Task requirements ->
Set down every record below exactly as written, but leave out the pictures.

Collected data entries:
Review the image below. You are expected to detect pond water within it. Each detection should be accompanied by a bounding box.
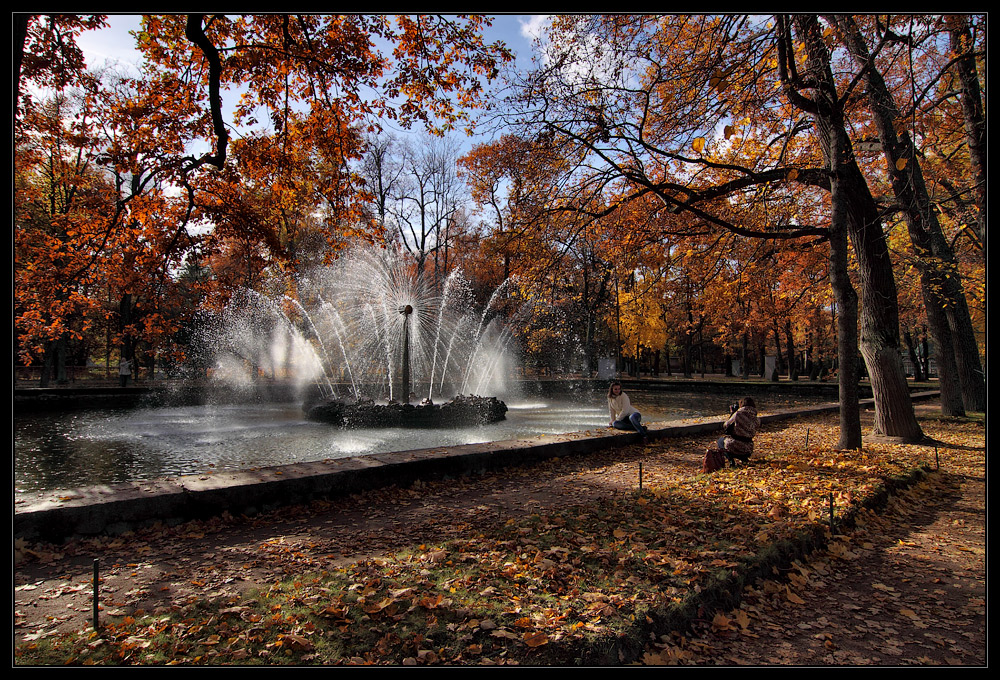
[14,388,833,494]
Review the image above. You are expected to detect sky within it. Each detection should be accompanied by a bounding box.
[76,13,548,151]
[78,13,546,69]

Your solution ->
Review the image below. You are expected to detect pond water within it. Each detection should be accompanied by a bounding box.
[14,388,833,494]
Review the image above. You are expected to detect sky within it. Each detection should be accompanied by a bounding box.
[76,13,548,151]
[78,13,546,69]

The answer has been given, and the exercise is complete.